Lines of data:

'''

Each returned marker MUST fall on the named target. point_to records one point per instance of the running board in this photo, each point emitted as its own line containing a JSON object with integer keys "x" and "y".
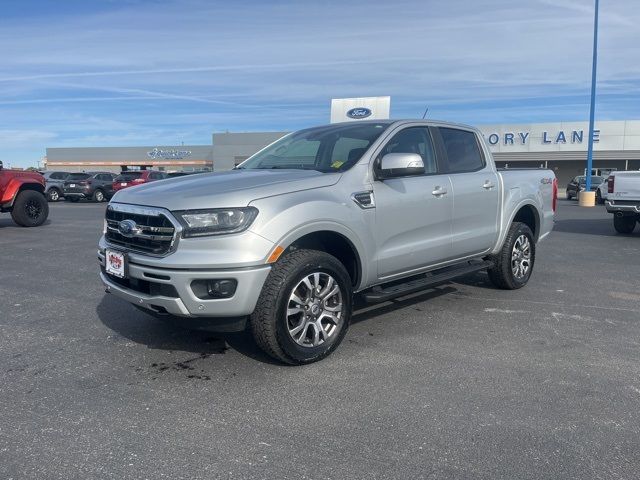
{"x": 392, "y": 290}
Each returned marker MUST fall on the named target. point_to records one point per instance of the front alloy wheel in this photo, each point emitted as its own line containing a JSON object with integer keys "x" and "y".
{"x": 315, "y": 310}
{"x": 304, "y": 308}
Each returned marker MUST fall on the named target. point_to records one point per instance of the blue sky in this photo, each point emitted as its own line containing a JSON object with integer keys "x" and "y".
{"x": 152, "y": 72}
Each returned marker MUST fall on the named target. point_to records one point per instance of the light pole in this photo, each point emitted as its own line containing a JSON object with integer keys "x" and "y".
{"x": 593, "y": 99}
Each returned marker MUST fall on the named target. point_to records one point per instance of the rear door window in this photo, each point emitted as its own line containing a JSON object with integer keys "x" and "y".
{"x": 78, "y": 176}
{"x": 462, "y": 149}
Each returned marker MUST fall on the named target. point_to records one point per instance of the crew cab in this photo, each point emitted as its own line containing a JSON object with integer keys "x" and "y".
{"x": 375, "y": 208}
{"x": 623, "y": 200}
{"x": 22, "y": 194}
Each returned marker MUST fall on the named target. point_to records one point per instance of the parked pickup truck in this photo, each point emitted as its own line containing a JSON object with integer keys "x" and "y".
{"x": 378, "y": 208}
{"x": 22, "y": 194}
{"x": 623, "y": 200}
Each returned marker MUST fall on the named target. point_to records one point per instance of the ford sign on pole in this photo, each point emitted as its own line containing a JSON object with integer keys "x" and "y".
{"x": 354, "y": 109}
{"x": 359, "y": 113}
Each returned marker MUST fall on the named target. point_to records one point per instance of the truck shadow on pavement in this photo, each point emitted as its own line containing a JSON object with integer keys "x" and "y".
{"x": 174, "y": 333}
{"x": 599, "y": 226}
{"x": 8, "y": 222}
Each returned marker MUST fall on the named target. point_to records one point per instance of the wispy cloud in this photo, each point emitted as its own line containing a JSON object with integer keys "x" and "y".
{"x": 145, "y": 71}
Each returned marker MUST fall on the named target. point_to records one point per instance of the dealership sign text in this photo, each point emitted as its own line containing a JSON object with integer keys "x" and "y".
{"x": 521, "y": 138}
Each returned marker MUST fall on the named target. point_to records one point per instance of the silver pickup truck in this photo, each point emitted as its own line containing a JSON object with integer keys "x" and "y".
{"x": 378, "y": 208}
{"x": 623, "y": 200}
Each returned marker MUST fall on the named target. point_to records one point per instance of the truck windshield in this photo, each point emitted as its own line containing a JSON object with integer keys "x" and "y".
{"x": 331, "y": 148}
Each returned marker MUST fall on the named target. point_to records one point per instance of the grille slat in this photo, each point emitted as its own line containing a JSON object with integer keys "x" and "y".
{"x": 156, "y": 234}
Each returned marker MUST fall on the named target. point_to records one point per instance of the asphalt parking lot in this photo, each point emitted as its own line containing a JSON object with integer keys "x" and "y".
{"x": 462, "y": 381}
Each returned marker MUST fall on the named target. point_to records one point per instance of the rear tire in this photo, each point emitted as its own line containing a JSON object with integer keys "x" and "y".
{"x": 53, "y": 195}
{"x": 30, "y": 209}
{"x": 599, "y": 199}
{"x": 514, "y": 264}
{"x": 296, "y": 324}
{"x": 98, "y": 196}
{"x": 624, "y": 224}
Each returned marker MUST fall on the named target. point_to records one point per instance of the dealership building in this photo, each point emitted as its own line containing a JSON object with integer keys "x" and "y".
{"x": 561, "y": 146}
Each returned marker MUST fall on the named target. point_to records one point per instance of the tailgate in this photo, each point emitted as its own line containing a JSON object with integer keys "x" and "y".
{"x": 626, "y": 186}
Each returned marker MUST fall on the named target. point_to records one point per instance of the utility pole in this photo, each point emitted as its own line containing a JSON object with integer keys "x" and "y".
{"x": 593, "y": 98}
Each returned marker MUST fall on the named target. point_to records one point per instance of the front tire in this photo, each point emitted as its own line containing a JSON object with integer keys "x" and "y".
{"x": 624, "y": 224}
{"x": 53, "y": 195}
{"x": 30, "y": 209}
{"x": 514, "y": 264}
{"x": 304, "y": 309}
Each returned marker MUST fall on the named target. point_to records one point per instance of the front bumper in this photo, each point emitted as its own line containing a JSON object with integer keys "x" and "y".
{"x": 184, "y": 302}
{"x": 624, "y": 208}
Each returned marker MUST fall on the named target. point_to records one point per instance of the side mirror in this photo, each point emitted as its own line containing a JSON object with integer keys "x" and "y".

'''

Directions = Reproduce only the lines running from the one that contains "the front bumper" to the last line of the records.

The reply =
Each returned marker MUST fall on the named target. point_to records one point per instance of the front bumper in this photo, each point emitted as its own line containing a JSON object with integer keys "x" and "y".
{"x": 184, "y": 302}
{"x": 624, "y": 208}
Each returned marker MUST fall on the named target. point_to records one point per instance of the side mirror in this photo, each point emitted as its own line containing a JSON object with integer keys "x" and "y".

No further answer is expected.